Skip to contents

First, we write a function that will plot the clustering metrics bar plots for the supplementary figures.

clustering_metrics_facet_plot_with_additions <- function (cluster_metrics_df, statistic, y_label) 
{
  # remove underscores from tissue names
  cluster_metrics_df$tissue_name <- gsub("_", "\n", cluster_metrics_df$tissue_name)
  
  # re-order factor levels
  cluster_metrics_df$method <- factor(cluster_metrics_df$method, levels = c("callback",
                                                                            "callback_NB",
                                                                            "callback_Poisson-copula",
                                                                            "callback_NB-copula",
                                                                            "callback_countsplit",
                                                                            "sc-SHC",
                                                                            "CHOIR",
                                                                            "scace_cluster"))
  
  
  small_text_size <- 16
  large_text_size <- 22
  
  bar_plot <- ggplot2::ggplot(cluster_metrics_df, ggplot2::aes(x = method, 
                                                               y = !!rlang::sym(statistic),
                                                               fill = method,
                                                               #label=sprintf("%0.3f", round(!!rlang::sym(statistic), digits = 3)))) + 
                                                               label=sprintf("%0.2f", round(!!rlang::sym(statistic), digits = 2)))) + 
    ggplot2::geom_bar(
      stat = "identity", 
      position = "dodge",
      color = "black",
      alpha = 0.7) + 
    ggplot2::facet_wrap(~tissue_name, ncol = 4) + 
    ggplot2::scale_y_continuous(breaks=c(0, 0.5, 1.00), limits = c(-0.05, 1.1)) +
    ggplot2::xlab("Tabula Muris Tissues") +
    ggplot2::ylab(y_label) + 
    ggplot2::ggtitle(y_label) + 
    ggplot2::labs(fill = "Method") + 
    #ggplot2::scale_fill_brewer(palette = "Set1", labels = c("callback", "sc-SHC", "CHOIR")) + 
    ggplot2::scale_fill_manual(values = c("red", "darkmagenta", "darkgreen", "deepskyblue2", "darkorange1", "grey", "black", "tan"),
                               labels = c("recall+ZIP", "recall+NB", "recall+Poisson-copula", "recall+NB-copula", "recall+countsplit", "sc-SHC", "CHOIR", "scACE")) + 
    ggplot2::theme_bw() +
    ggplot2::theme(axis.ticks.x = ggplot2::element_blank(), 
                   axis.text.x = ggplot2::element_blank(),
                   axis.text = ggplot2::element_text(size = small_text_size),
                   axis.title = ggplot2::element_text(size = large_text_size),
                   strip.text = ggplot2::element_text(size = small_text_size), 
                   legend.text = ggplot2::element_text(size = small_text_size, family = "Courier"),
                   legend.title = ggplot2::element_text(size = small_text_size),
                   plot.title = ggplot2::element_text(size = large_text_size, hjust = 0.5),
                   legend.position="bottom") + 
    ggplot2::geom_text(vjust = -0.2)
•••••
• [TASKS TO PERFORM]
(A) In the provided code, how many columns does the facet wrap arrange the tissue panels into?
(B) Write out the provided code between "First, we write" and "(cluster_metrics_df, statistic, y_label)", inclusive.
•••••
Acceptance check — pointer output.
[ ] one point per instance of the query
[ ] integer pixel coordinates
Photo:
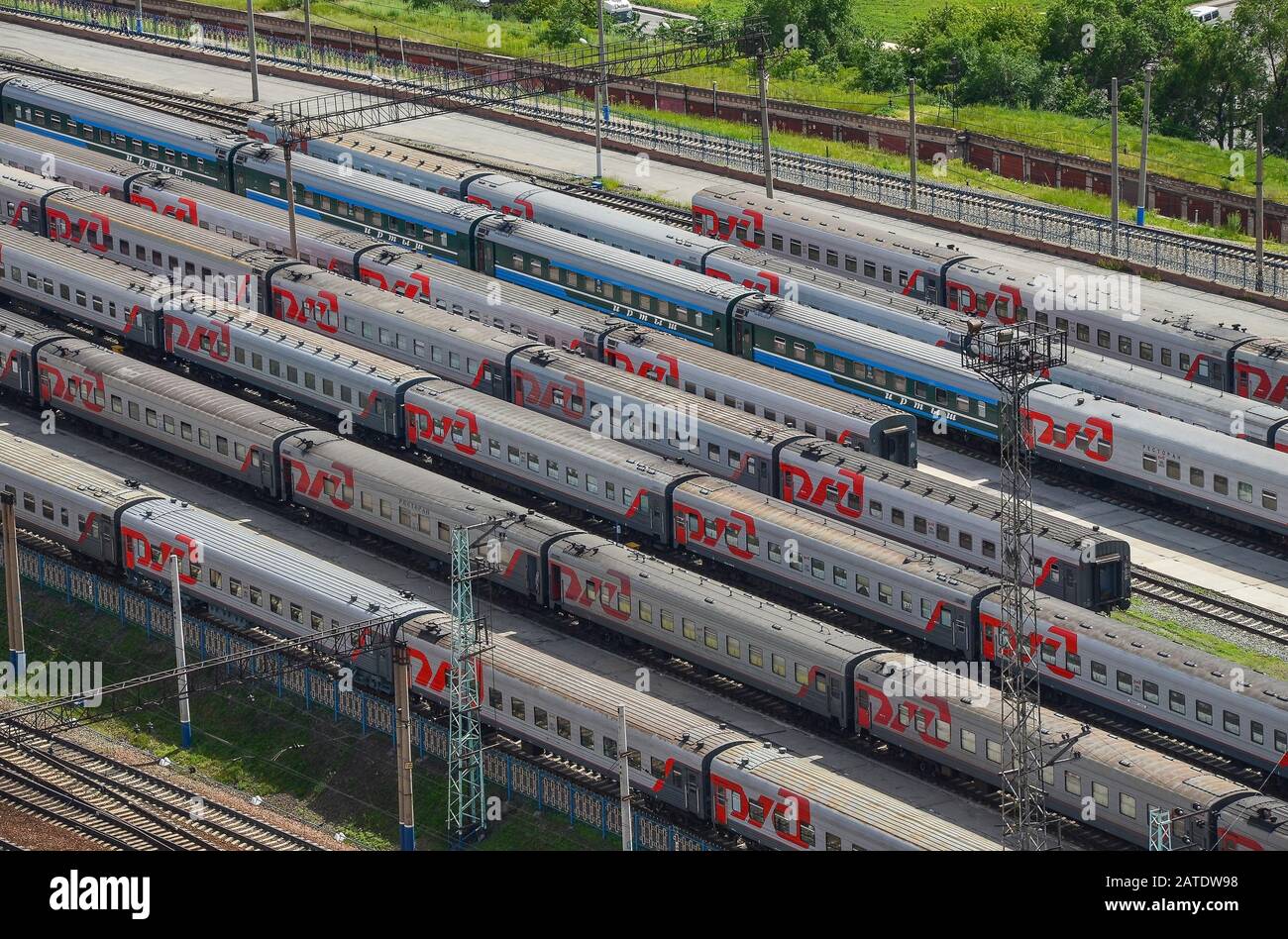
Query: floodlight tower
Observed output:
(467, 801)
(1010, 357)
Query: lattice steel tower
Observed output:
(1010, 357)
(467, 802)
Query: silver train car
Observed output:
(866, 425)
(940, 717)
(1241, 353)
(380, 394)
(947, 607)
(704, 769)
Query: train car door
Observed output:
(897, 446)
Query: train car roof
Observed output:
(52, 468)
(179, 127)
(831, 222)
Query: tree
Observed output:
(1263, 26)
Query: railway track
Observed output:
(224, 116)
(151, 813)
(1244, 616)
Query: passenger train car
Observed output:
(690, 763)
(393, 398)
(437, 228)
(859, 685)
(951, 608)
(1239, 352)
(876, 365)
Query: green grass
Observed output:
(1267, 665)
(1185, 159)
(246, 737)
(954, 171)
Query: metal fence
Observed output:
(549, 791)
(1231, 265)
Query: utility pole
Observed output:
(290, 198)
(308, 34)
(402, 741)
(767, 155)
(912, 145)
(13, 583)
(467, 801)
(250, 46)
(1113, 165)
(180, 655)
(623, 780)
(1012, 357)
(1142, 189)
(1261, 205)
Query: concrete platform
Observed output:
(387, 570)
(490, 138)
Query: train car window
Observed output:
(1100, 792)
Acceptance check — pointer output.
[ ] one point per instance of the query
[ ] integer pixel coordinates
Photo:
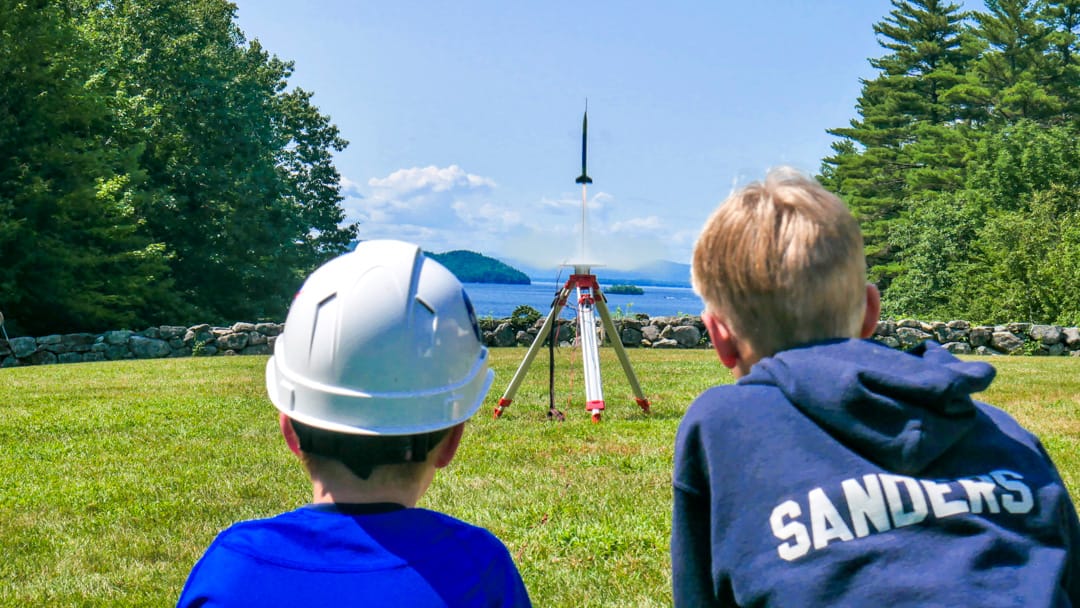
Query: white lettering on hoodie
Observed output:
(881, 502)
•••••
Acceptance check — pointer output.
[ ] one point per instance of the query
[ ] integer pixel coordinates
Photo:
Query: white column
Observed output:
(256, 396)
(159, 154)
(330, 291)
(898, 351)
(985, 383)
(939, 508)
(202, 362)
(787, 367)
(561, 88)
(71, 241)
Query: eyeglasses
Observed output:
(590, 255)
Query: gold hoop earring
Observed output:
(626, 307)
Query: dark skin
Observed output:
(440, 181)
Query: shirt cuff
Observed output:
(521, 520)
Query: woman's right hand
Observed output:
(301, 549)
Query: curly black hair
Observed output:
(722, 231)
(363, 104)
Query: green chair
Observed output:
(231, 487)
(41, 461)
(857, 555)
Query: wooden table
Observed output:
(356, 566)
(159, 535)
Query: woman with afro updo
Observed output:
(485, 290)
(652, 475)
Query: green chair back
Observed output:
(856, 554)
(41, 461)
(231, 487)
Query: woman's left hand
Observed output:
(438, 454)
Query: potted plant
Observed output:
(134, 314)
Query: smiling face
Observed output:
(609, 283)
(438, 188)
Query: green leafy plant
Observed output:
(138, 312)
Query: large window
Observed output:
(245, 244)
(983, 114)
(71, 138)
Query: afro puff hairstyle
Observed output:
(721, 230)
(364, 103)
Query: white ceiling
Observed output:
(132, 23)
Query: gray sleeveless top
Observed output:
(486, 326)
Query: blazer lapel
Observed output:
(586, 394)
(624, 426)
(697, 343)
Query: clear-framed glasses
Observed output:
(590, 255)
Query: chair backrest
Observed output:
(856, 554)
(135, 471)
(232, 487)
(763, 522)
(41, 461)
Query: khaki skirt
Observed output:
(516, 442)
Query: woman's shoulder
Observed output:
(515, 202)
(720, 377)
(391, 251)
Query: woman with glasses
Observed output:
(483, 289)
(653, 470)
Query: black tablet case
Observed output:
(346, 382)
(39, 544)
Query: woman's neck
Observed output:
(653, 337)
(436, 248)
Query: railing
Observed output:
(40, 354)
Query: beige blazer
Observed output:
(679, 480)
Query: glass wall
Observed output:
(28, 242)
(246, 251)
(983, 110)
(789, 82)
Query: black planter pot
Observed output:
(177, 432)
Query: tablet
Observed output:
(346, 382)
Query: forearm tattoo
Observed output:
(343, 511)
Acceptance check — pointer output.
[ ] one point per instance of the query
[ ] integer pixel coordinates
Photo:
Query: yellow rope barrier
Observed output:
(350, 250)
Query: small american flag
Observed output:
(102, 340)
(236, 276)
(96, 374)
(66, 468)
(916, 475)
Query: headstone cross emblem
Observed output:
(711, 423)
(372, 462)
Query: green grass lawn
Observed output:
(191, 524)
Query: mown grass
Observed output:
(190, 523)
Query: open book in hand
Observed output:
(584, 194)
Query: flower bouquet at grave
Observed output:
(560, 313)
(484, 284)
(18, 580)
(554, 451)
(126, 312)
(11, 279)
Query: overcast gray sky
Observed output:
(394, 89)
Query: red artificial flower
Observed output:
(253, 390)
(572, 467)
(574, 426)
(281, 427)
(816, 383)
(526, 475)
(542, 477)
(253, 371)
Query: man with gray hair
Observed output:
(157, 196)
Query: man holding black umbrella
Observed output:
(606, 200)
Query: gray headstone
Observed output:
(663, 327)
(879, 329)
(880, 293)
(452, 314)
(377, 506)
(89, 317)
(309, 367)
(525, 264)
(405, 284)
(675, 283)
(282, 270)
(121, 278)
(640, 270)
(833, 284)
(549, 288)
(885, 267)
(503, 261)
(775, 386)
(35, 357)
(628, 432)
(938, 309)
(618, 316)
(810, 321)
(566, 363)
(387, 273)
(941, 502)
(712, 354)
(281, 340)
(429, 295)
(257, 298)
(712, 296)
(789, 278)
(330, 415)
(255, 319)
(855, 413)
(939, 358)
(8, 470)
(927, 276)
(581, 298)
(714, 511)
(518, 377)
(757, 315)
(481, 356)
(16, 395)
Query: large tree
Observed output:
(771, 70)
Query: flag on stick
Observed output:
•••••
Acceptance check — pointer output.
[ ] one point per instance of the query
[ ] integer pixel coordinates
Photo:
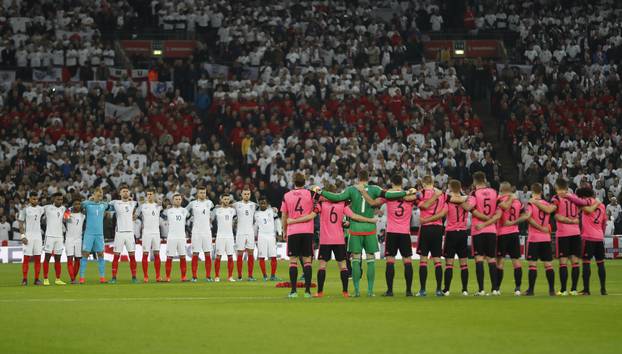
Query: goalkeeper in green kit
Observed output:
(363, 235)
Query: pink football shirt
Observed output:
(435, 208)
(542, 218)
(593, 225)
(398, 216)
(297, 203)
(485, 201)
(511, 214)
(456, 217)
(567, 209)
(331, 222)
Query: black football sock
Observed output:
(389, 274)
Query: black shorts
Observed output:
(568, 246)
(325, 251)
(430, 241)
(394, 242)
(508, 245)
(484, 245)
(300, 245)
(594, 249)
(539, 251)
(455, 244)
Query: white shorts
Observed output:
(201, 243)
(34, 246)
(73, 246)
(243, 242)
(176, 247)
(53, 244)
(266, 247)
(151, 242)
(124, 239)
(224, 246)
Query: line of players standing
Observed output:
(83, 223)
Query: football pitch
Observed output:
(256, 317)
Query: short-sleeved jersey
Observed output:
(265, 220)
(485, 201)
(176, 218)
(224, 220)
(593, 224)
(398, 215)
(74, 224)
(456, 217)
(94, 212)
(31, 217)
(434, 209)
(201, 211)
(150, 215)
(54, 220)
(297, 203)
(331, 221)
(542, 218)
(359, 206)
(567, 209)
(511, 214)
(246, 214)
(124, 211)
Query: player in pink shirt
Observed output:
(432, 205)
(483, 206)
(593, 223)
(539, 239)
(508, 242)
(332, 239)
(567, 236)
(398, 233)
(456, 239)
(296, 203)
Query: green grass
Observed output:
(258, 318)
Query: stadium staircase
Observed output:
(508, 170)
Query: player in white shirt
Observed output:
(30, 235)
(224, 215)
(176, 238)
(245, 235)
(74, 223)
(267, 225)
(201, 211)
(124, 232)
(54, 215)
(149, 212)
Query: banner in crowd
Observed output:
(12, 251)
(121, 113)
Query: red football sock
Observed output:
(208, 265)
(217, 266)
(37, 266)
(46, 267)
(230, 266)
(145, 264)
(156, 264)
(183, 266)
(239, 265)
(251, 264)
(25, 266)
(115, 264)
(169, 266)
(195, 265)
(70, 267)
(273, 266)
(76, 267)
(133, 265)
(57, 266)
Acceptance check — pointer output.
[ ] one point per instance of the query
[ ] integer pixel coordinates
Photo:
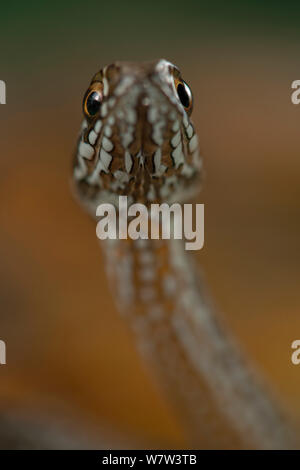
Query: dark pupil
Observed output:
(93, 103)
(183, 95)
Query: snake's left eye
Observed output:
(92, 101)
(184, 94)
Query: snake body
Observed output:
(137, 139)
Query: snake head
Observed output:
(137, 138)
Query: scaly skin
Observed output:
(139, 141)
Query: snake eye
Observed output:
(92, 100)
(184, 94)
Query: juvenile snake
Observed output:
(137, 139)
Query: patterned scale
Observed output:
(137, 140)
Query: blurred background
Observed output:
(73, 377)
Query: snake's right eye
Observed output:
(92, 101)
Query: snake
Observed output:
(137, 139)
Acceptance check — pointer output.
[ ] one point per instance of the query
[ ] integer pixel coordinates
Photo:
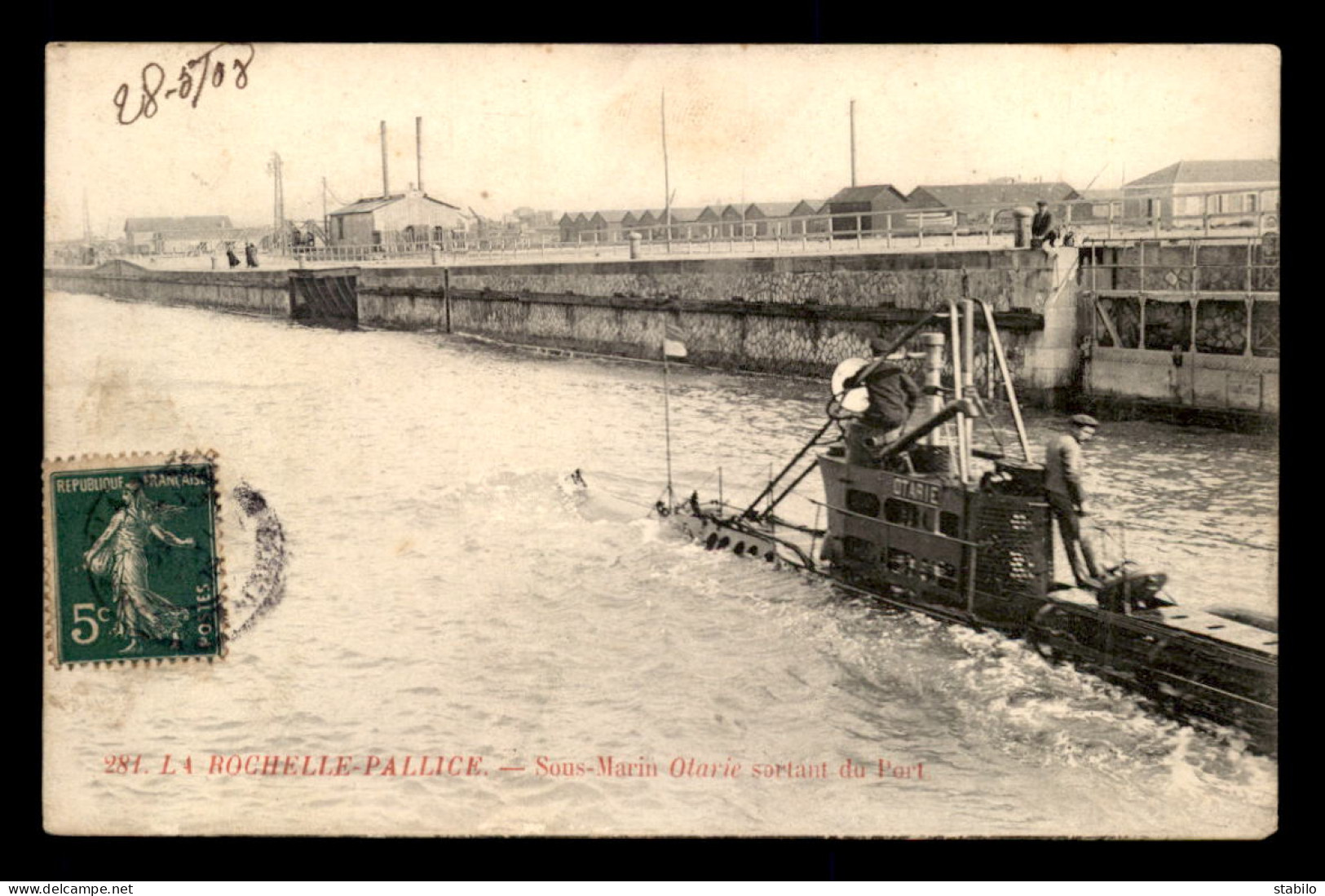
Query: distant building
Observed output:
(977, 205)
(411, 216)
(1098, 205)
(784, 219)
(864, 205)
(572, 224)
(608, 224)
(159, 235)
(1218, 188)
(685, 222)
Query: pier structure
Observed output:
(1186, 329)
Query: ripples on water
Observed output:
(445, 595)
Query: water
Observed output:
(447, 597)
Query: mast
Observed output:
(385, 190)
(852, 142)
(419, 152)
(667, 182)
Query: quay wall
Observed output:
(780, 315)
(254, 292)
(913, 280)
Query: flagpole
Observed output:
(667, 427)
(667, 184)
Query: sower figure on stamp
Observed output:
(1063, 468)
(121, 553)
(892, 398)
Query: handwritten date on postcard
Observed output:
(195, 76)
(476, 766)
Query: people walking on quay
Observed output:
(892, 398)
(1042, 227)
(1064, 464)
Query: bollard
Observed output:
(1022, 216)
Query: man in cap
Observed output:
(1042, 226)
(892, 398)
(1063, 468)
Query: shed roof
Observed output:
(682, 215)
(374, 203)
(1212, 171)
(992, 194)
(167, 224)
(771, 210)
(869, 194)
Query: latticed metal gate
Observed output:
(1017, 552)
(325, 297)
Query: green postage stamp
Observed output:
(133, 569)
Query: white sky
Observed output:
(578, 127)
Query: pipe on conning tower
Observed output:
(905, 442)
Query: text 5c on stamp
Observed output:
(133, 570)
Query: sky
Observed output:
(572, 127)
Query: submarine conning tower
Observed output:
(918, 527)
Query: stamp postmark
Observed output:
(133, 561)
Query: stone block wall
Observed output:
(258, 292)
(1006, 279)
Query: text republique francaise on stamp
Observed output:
•••••
• [SOLUTIONS TO THE PROBLEMS]
(A) Four columns.

(B)
First, we write a function that will plot the clustering metrics bar plots for the supplementary figures.

clustering_metrics_facet_plot_with_additions <- function (cluster_metrics_df, statistic, y_label)